Brief. Will you copy out the listing below line for line, without changing anything, and leave the pictures out of your answer?

Available data.

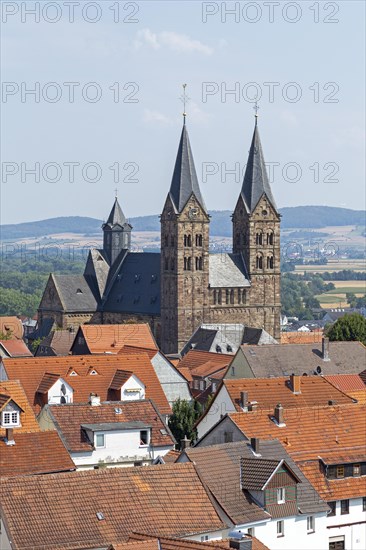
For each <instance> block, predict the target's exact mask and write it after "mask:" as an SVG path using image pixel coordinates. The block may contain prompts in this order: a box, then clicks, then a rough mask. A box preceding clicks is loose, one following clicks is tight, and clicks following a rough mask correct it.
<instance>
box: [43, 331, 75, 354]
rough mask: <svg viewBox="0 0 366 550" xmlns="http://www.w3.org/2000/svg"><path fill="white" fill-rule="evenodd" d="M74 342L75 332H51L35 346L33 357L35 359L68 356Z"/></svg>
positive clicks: (68, 331)
mask: <svg viewBox="0 0 366 550" xmlns="http://www.w3.org/2000/svg"><path fill="white" fill-rule="evenodd" d="M74 340H75V332H74V331H72V330H62V329H59V330H51V332H50V333H49V335H48V336H46V337H45V338H44V339H43V340H42V341H41V342H40V344H39V345H38V346H37V349H36V351H35V353H34V355H35V357H44V356H49V355H69V354H70V349H71V346H72V344H73V342H74Z"/></svg>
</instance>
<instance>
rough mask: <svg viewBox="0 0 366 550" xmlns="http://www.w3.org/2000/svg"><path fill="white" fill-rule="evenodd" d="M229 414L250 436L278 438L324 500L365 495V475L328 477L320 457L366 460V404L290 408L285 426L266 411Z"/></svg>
mask: <svg viewBox="0 0 366 550" xmlns="http://www.w3.org/2000/svg"><path fill="white" fill-rule="evenodd" d="M229 417H230V418H231V419H232V420H233V422H234V423H235V424H236V425H237V426H238V428H239V429H240V430H241V431H242V432H243V433H244V434H245V435H246V437H249V438H250V437H259V438H265V439H270V438H275V439H278V440H279V441H280V442H281V443H282V444H283V446H284V447H285V449H286V451H287V452H288V453H289V454H290V455H291V457H292V458H293V459H294V460H295V462H296V463H297V464H298V466H300V468H301V469H302V470H303V472H304V474H305V475H306V476H307V477H308V479H309V480H310V482H311V483H312V484H313V485H314V487H315V488H316V490H317V491H318V492H319V493H320V495H321V497H322V498H323V499H324V500H327V501H331V500H337V499H347V498H357V497H360V496H364V494H365V478H364V477H354V478H344V479H336V480H325V478H324V474H323V473H322V472H321V470H320V459H323V460H324V461H326V462H327V463H333V464H336V463H338V464H342V463H347V462H352V461H353V462H358V461H360V460H361V459H363V460H364V457H365V455H366V406H365V405H361V404H353V405H339V406H335V407H308V408H296V409H295V408H287V409H285V410H284V420H285V424H286V425H285V426H284V427H278V426H277V425H276V424H275V423H274V422H273V419H272V416H271V415H268V414H266V413H264V412H263V411H257V412H251V413H231V414H229Z"/></svg>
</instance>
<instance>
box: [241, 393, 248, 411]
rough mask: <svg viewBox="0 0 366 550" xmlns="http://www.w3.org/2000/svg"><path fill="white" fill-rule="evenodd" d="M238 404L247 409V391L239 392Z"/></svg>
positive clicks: (247, 408)
mask: <svg viewBox="0 0 366 550" xmlns="http://www.w3.org/2000/svg"><path fill="white" fill-rule="evenodd" d="M240 406H241V408H242V409H245V410H248V392H247V391H241V392H240Z"/></svg>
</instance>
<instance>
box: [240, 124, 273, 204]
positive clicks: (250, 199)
mask: <svg viewBox="0 0 366 550" xmlns="http://www.w3.org/2000/svg"><path fill="white" fill-rule="evenodd" d="M263 193H264V194H265V195H266V196H267V198H268V200H269V201H270V203H271V204H272V206H273V208H274V209H275V210H277V206H276V202H275V200H274V197H273V195H272V191H271V187H270V184H269V180H268V175H267V170H266V166H265V163H264V156H263V150H262V145H261V141H260V138H259V131H258V126H257V124H256V125H255V128H254V134H253V139H252V144H251V146H250V151H249V158H248V163H247V167H246V170H245V175H244V180H243V186H242V190H241V194H242V197H243V199H244V202H245V205H246V207H247V209H248V212H250V213H251V212H253V210H254V209H255V207H256V206H257V204H258V202H259V200H260V198H261V197H262V195H263Z"/></svg>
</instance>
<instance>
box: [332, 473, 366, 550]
mask: <svg viewBox="0 0 366 550" xmlns="http://www.w3.org/2000/svg"><path fill="white" fill-rule="evenodd" d="M332 483H334V482H332ZM365 496H366V482H365ZM365 520H366V513H365V512H363V511H362V498H353V499H350V501H349V514H344V515H341V501H340V500H338V501H337V507H336V515H335V516H330V517H328V518H327V525H328V526H331V525H332V526H333V525H334V526H335V525H343V524H345V523H357V522H360V521H363V522H364V521H365ZM327 531H328V539H329V538H331V537H339V536H344V537H345V548H347V550H364V549H365V548H366V528H365V523H363V524H360V525H350V526H349V527H334V528H333V529H327Z"/></svg>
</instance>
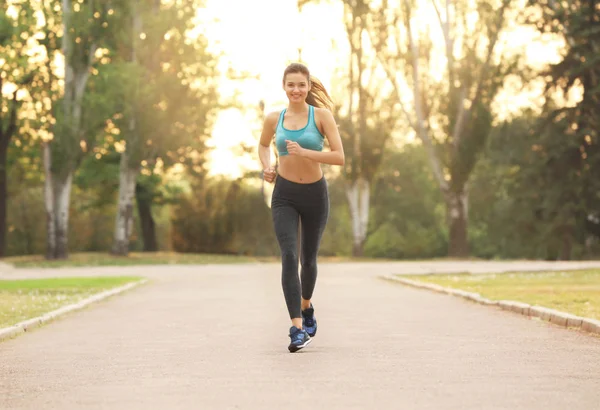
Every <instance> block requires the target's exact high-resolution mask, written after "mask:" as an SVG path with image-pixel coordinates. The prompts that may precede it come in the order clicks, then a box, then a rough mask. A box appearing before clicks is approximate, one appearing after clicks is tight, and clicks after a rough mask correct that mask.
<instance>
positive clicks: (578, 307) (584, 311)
mask: <svg viewBox="0 0 600 410" xmlns="http://www.w3.org/2000/svg"><path fill="white" fill-rule="evenodd" d="M402 277H404V278H410V279H413V280H417V281H421V282H427V283H435V284H438V285H441V286H444V287H447V288H453V289H461V290H465V291H468V292H475V293H479V294H480V295H481V296H482V297H484V298H488V299H491V300H514V301H517V302H523V303H528V304H530V305H540V306H544V307H548V308H552V309H556V310H561V311H563V312H568V313H572V314H575V315H578V316H583V317H590V318H595V319H600V270H579V271H560V272H539V273H521V272H515V273H502V274H486V275H471V274H458V275H424V276H417V275H415V276H402Z"/></svg>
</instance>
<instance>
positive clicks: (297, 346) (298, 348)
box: [288, 339, 312, 353]
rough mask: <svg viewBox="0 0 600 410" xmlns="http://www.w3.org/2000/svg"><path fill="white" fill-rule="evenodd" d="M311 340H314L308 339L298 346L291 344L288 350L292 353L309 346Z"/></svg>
mask: <svg viewBox="0 0 600 410" xmlns="http://www.w3.org/2000/svg"><path fill="white" fill-rule="evenodd" d="M310 342H312V339H308V340H307V341H306V342H304V343H303V344H301V345H300V346H296V345H291V346H288V350H289V351H290V353H295V352H297V351H298V350H300V349H303V348H305V347H306V346H308V345H309V344H310Z"/></svg>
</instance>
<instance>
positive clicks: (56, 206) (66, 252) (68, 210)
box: [53, 171, 73, 259]
mask: <svg viewBox="0 0 600 410" xmlns="http://www.w3.org/2000/svg"><path fill="white" fill-rule="evenodd" d="M53 182H54V221H55V223H56V229H55V231H54V233H55V241H56V248H55V252H54V259H67V258H68V256H69V254H68V253H69V204H70V202H71V186H72V185H73V171H69V172H68V173H67V175H66V176H64V177H62V178H56V179H54V181H53Z"/></svg>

Solution to this problem.
For each <instance> block, predict the target's exact mask and write it after "mask:" as an SVG path using image pixel coordinates. The block may contain prompts in this order: a box, then clicks, then a rough mask. A box preceding clicks is loose, one following clicks is tight, and clicks following a rough mask correct it.
<instance>
box: [43, 331, 75, 354]
rough mask: <svg viewBox="0 0 366 550" xmlns="http://www.w3.org/2000/svg"><path fill="white" fill-rule="evenodd" d="M74 342L75 332H51L35 346L33 357L35 359L68 356Z"/></svg>
positive clicks: (68, 331)
mask: <svg viewBox="0 0 366 550" xmlns="http://www.w3.org/2000/svg"><path fill="white" fill-rule="evenodd" d="M74 340H75V332H74V331H72V330H62V329H59V330H51V332H50V333H49V335H48V336H46V337H45V338H44V339H43V340H42V341H41V342H40V344H39V345H38V346H37V349H36V351H35V353H34V355H35V357H44V356H49V355H69V354H70V349H71V346H72V344H73V342H74Z"/></svg>
</instance>
<instance>
rough mask: <svg viewBox="0 0 366 550" xmlns="http://www.w3.org/2000/svg"><path fill="white" fill-rule="evenodd" d="M229 414L250 436L278 438L324 500L365 495V475L328 477L320 457L366 460V404L290 408L285 426L266 411Z"/></svg>
mask: <svg viewBox="0 0 366 550" xmlns="http://www.w3.org/2000/svg"><path fill="white" fill-rule="evenodd" d="M229 417H230V418H231V419H232V420H233V422H234V423H235V424H236V425H237V426H238V428H239V429H240V430H241V431H242V432H243V433H244V434H245V435H246V437H249V438H250V437H259V438H265V439H270V438H275V439H278V440H279V441H280V442H281V443H282V444H283V446H284V447H285V449H286V451H287V452H288V453H289V454H290V455H291V457H292V458H293V459H294V460H295V462H296V463H297V464H298V466H300V468H301V469H302V470H303V472H304V474H305V475H306V476H307V477H308V479H309V480H310V482H311V483H312V484H313V485H314V487H315V488H316V490H317V491H318V492H319V493H320V495H321V497H322V498H323V499H324V500H327V501H331V500H337V499H347V498H357V497H360V496H364V494H365V478H364V477H354V478H344V479H336V480H325V478H324V474H323V473H322V472H321V470H320V459H323V460H324V461H326V462H327V463H333V464H336V463H338V464H342V463H347V462H352V461H353V462H358V461H360V460H361V459H363V460H364V457H365V455H366V406H365V405H361V404H353V405H339V406H335V407H308V408H296V409H295V408H287V409H285V410H284V420H285V424H286V425H285V426H284V427H278V426H277V425H276V424H275V423H274V422H273V419H272V416H271V415H268V414H266V413H264V412H263V411H257V412H251V413H231V414H229Z"/></svg>
</instance>
<instance>
box: [241, 393, 248, 411]
rough mask: <svg viewBox="0 0 366 550" xmlns="http://www.w3.org/2000/svg"><path fill="white" fill-rule="evenodd" d="M238 404L247 409V391L239 392Z"/></svg>
positive clicks: (247, 408)
mask: <svg viewBox="0 0 366 550" xmlns="http://www.w3.org/2000/svg"><path fill="white" fill-rule="evenodd" d="M240 406H241V408H242V409H245V410H248V392H247V391H241V392H240Z"/></svg>
</instance>
<instance>
box: [240, 124, 273, 204]
positive clicks: (250, 199)
mask: <svg viewBox="0 0 366 550" xmlns="http://www.w3.org/2000/svg"><path fill="white" fill-rule="evenodd" d="M263 193H264V194H265V195H266V196H267V198H268V200H269V201H270V203H271V204H272V206H273V208H274V209H275V210H277V206H276V202H275V200H274V197H273V195H272V191H271V187H270V184H269V180H268V175H267V170H266V166H265V163H264V156H263V150H262V145H261V141H260V138H259V131H258V126H257V124H256V125H255V128H254V134H253V139H252V144H251V146H250V151H249V158H248V163H247V167H246V170H245V175H244V180H243V186H242V190H241V194H242V197H243V199H244V202H245V205H246V207H247V209H248V212H250V213H251V212H253V210H254V209H255V207H256V206H257V204H258V202H259V200H260V198H261V197H262V195H263Z"/></svg>
</instance>
<instance>
box: [332, 473, 366, 550]
mask: <svg viewBox="0 0 366 550" xmlns="http://www.w3.org/2000/svg"><path fill="white" fill-rule="evenodd" d="M332 483H334V482H332ZM365 496H366V482H365ZM365 520H366V513H365V512H363V511H362V498H353V499H350V501H349V514H344V515H341V501H340V500H338V501H337V507H336V515H335V516H330V517H328V518H327V525H328V526H331V525H332V526H333V525H334V526H335V525H343V524H345V523H357V522H360V521H363V522H364V521H365ZM327 531H328V539H329V538H331V537H339V536H344V537H345V548H347V550H364V549H365V548H366V528H365V523H363V524H360V525H350V526H349V527H334V528H333V529H327Z"/></svg>
</instance>
Every <instance> block requires the target's exact high-resolution mask, written after "mask:" as an SVG path with image-pixel coordinates. The prompts that may precede it come in the order clicks, then a box, then a rough mask. A box appearing before clicks is approximate, one appearing after clicks is tight, and clicks after a rough mask correct that mask.
<instance>
positive clicks: (578, 307) (584, 311)
mask: <svg viewBox="0 0 600 410" xmlns="http://www.w3.org/2000/svg"><path fill="white" fill-rule="evenodd" d="M402 277H404V278H410V279H413V280H417V281H421V282H427V283H435V284H438V285H441V286H444V287H447V288H453V289H461V290H465V291H468V292H475V293H479V294H480V295H481V296H482V297H484V298H488V299H491V300H514V301H517V302H523V303H528V304H530V305H540V306H544V307H548V308H552V309H556V310H561V311H563V312H568V313H572V314H575V315H578V316H583V317H590V318H595V319H600V270H579V271H560V272H539V273H521V272H515V273H502V274H486V275H471V274H458V275H424V276H417V275H415V276H402Z"/></svg>
</instance>
<instance>
positive clicks: (297, 346) (298, 348)
box: [288, 339, 312, 353]
rough mask: <svg viewBox="0 0 600 410" xmlns="http://www.w3.org/2000/svg"><path fill="white" fill-rule="evenodd" d="M311 340H314L308 339L298 346L291 344L288 350L292 353L309 346Z"/></svg>
mask: <svg viewBox="0 0 600 410" xmlns="http://www.w3.org/2000/svg"><path fill="white" fill-rule="evenodd" d="M310 342H312V339H308V340H307V341H306V342H304V343H303V344H301V345H300V346H296V345H291V346H288V350H289V351H290V353H295V352H297V351H298V350H300V349H303V348H305V347H306V346H308V345H309V344H310Z"/></svg>
</instance>
<instance>
positive clicks: (56, 206) (66, 252) (68, 210)
box: [53, 171, 73, 259]
mask: <svg viewBox="0 0 600 410" xmlns="http://www.w3.org/2000/svg"><path fill="white" fill-rule="evenodd" d="M53 182H54V221H55V223H56V229H55V231H54V233H55V241H56V248H55V252H54V259H67V258H68V256H69V254H68V253H69V204H70V202H71V186H72V185H73V171H69V172H68V173H67V175H66V176H64V177H62V178H56V179H54V181H53Z"/></svg>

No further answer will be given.